INSTRUCTIONS FOR THE TASK —
The required output is every line from the one with "Spot the player's fingers" through the final line of the data below, unchanged.

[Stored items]
##########

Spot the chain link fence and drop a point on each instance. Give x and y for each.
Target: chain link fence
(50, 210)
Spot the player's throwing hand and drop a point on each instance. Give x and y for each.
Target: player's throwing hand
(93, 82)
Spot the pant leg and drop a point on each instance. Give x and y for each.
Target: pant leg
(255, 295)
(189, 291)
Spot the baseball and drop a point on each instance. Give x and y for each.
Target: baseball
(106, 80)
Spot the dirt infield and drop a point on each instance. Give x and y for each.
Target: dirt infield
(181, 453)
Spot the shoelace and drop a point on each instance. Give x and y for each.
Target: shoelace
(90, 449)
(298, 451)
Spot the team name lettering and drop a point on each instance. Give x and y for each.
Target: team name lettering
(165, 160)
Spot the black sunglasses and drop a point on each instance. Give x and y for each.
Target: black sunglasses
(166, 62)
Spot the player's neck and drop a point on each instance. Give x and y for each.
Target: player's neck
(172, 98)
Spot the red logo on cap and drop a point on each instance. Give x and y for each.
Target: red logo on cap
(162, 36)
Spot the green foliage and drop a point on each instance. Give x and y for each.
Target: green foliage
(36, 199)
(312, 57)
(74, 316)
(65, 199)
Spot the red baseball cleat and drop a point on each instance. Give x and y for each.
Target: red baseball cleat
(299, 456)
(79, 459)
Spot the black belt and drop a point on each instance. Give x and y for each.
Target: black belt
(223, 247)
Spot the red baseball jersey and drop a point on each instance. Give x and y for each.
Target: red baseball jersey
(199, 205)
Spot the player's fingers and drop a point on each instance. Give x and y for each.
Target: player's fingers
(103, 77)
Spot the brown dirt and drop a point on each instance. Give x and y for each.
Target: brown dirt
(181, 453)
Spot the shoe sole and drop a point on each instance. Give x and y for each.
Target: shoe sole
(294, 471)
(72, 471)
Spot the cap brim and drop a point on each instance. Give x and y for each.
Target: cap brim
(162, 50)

##########

ANSWER —
Spot the player's fingers and drop a point on each instance. Give x and y for each.
Target: player's fingers
(103, 77)
Spot the brown dirt and drop a point on each instance. Give x and y for each.
Target: brown dirt
(181, 453)
Spot the shoe sole and drop a point on each instance. Give x and y for each.
Target: shoe sole
(294, 471)
(72, 471)
Spot the cap brim and drop a point on each instance. Give x and y for each.
Target: cap brim
(162, 50)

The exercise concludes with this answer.